2020年7月19日(日)オンライン形式の進学・キャリアセミナーを開催しました。
このセミナーは、長年にわたり高校生の海外留学・国際交流プログラムを行ってきたAFSが、「留学後」のひとりひとりの進む道に焦点を当てることで、皆さん自身が「なりたい大人」になるために、「留学後」にさらに前に進んでいく姿を想像してもらいたいと、立命館アジア太平洋大学(APU)の共催のもと、企画・実施したものです。
当日は、中学生から高校生・大学生・社会人まで、約50組の多くの方にお集まりいただきました。

今回、新型コロナウイルス感染予防対策として、オンラインの形式で行うこととなりました。
そのため、参加者の皆様も全国各地よりご参加頂き、また講師も国内外より、お集まり頂いて、なかなか普段の生活では会えない・聞けないお話をたくさん伺うことができました。

最初に、立命館アジア太平洋大学(APU)学長室東京分室の伊藤さんより、大学の視点から「“海外経験”をどう活かすのか?」をテーマにご講演いただきました。

伊藤さんはご講演の中で、

“高校生や大学生で、少し留学を経験していたとしても、人間はすぐに戻ってきた環境に慣れてきてしまう。日本国内にいると多かれ少なかれ「みんなと同じ」であれば大丈夫、という、同調圧力によって、「自分で考えること」や「物事に疑問を抱くこと」から遠ざかってしまうことがある。どうすれば、あの時学んだこと、身に着けた考え方を忘れずにいられるのか・・・。

_あなたの課題:_ セミナー報告の文章のうち、「2020年7月19日(日)オンライン形式の進学・キャリアセミナーを開催しました。」から「ーマにご講演いただきました。」までの部分を、一字も変えずにもう一度書いてください。 ここに並ぶ記録は、この作業には使いません。

データソースから取った項目
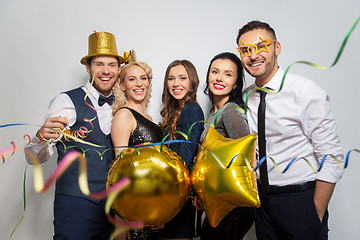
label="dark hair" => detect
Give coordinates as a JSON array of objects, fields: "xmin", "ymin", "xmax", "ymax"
[
  {"xmin": 204, "ymin": 52, "xmax": 244, "ymax": 107},
  {"xmin": 236, "ymin": 20, "xmax": 276, "ymax": 45},
  {"xmin": 86, "ymin": 55, "xmax": 120, "ymax": 67},
  {"xmin": 159, "ymin": 60, "xmax": 199, "ymax": 134}
]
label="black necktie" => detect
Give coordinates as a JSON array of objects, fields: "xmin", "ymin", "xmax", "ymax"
[
  {"xmin": 98, "ymin": 95, "xmax": 115, "ymax": 107},
  {"xmin": 258, "ymin": 91, "xmax": 269, "ymax": 195}
]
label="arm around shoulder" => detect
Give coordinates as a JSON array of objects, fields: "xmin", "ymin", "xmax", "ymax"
[{"xmin": 111, "ymin": 108, "xmax": 136, "ymax": 156}]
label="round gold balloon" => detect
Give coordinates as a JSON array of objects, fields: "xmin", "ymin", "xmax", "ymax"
[
  {"xmin": 191, "ymin": 128, "xmax": 260, "ymax": 227},
  {"xmin": 106, "ymin": 143, "xmax": 190, "ymax": 226}
]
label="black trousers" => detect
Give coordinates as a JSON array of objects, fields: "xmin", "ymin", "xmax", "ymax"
[
  {"xmin": 200, "ymin": 207, "xmax": 254, "ymax": 240},
  {"xmin": 255, "ymin": 188, "xmax": 329, "ymax": 240},
  {"xmin": 54, "ymin": 194, "xmax": 114, "ymax": 240}
]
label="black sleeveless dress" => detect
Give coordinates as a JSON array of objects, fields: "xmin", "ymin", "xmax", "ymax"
[
  {"xmin": 122, "ymin": 107, "xmax": 163, "ymax": 146},
  {"xmin": 120, "ymin": 107, "xmax": 163, "ymax": 240}
]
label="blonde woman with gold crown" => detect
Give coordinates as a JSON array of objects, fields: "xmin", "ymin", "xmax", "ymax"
[{"xmin": 111, "ymin": 55, "xmax": 163, "ymax": 240}]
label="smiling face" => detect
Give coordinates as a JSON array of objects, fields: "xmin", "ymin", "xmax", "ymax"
[
  {"xmin": 86, "ymin": 56, "xmax": 121, "ymax": 96},
  {"xmin": 167, "ymin": 65, "xmax": 191, "ymax": 102},
  {"xmin": 238, "ymin": 29, "xmax": 281, "ymax": 87},
  {"xmin": 208, "ymin": 58, "xmax": 238, "ymax": 102},
  {"xmin": 120, "ymin": 65, "xmax": 150, "ymax": 104}
]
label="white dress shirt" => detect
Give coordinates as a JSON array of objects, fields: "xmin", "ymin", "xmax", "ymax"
[
  {"xmin": 244, "ymin": 68, "xmax": 343, "ymax": 186},
  {"xmin": 25, "ymin": 82, "xmax": 112, "ymax": 163}
]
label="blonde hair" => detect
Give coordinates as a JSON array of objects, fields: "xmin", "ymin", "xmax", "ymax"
[{"xmin": 112, "ymin": 62, "xmax": 152, "ymax": 115}]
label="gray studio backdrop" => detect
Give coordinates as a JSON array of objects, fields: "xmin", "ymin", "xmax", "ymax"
[{"xmin": 0, "ymin": 0, "xmax": 360, "ymax": 240}]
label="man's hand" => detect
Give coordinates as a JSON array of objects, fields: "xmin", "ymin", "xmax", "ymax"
[{"xmin": 36, "ymin": 117, "xmax": 69, "ymax": 140}]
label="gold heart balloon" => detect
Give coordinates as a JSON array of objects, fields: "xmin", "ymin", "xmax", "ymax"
[
  {"xmin": 106, "ymin": 143, "xmax": 190, "ymax": 226},
  {"xmin": 191, "ymin": 127, "xmax": 260, "ymax": 227}
]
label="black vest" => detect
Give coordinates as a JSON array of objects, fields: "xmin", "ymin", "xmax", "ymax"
[{"xmin": 55, "ymin": 88, "xmax": 115, "ymax": 202}]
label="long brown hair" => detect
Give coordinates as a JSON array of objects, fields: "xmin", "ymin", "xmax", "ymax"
[{"xmin": 159, "ymin": 60, "xmax": 199, "ymax": 139}]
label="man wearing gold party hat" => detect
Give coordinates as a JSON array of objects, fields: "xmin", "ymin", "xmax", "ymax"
[{"xmin": 25, "ymin": 32, "xmax": 124, "ymax": 240}]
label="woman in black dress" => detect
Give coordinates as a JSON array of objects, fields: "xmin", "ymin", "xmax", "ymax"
[
  {"xmin": 201, "ymin": 52, "xmax": 254, "ymax": 240},
  {"xmin": 111, "ymin": 62, "xmax": 163, "ymax": 240}
]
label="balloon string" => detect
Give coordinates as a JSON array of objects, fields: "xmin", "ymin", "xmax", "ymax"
[{"xmin": 9, "ymin": 165, "xmax": 27, "ymax": 239}]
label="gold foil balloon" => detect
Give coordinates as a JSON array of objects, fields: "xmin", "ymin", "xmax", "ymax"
[
  {"xmin": 191, "ymin": 128, "xmax": 260, "ymax": 227},
  {"xmin": 106, "ymin": 143, "xmax": 190, "ymax": 226}
]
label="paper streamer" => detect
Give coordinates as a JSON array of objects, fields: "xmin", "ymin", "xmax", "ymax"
[{"xmin": 243, "ymin": 17, "xmax": 360, "ymax": 113}]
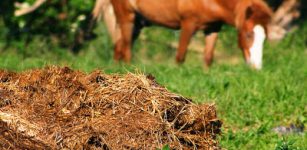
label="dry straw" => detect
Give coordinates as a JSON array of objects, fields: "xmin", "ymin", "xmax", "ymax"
[{"xmin": 0, "ymin": 67, "xmax": 221, "ymax": 150}]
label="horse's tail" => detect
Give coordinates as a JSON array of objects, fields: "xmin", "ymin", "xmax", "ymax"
[{"xmin": 92, "ymin": 0, "xmax": 121, "ymax": 43}]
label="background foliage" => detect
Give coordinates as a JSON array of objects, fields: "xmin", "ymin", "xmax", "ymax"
[{"xmin": 0, "ymin": 0, "xmax": 307, "ymax": 150}]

_解答:_
2020年7月19日(日)オンライン形式の進学・キャリアセミナーを開催しました。
このセミナーは、長年にわたり高校生の海外留学・国際交流プログラムを行ってきたAFSが、「留学後」のひとりひとりの進む道に焦点を当てることで、皆さん自身が「なりたい大人」になるために、「留学後」にさらに前に進んでいく姿を想像してもらいたいと、立命館アジア太平洋大学(APU)の共催のもと、企画・実施したものです。
当日は、中学生から高校生・大学生・社会人まで、約50組の多くの方にお集まりいただきました。

今回、新型コロナウイルス感染予防対策として、オンラインの形式で行うこととなりました。
そのため、参加者の皆様も全国各地よりご参加頂き、また講師も国内外より、お集まり頂いて、なかなか普段の生活では会えない・聞けないお話をたくさん伺うことができました。

最初に、立命館アジア太平洋大学(APU)学長室東京分室の伊藤さんより、大学の視点から「“海外経験”をどう活かすのか?」をテーマにご講演いただきました。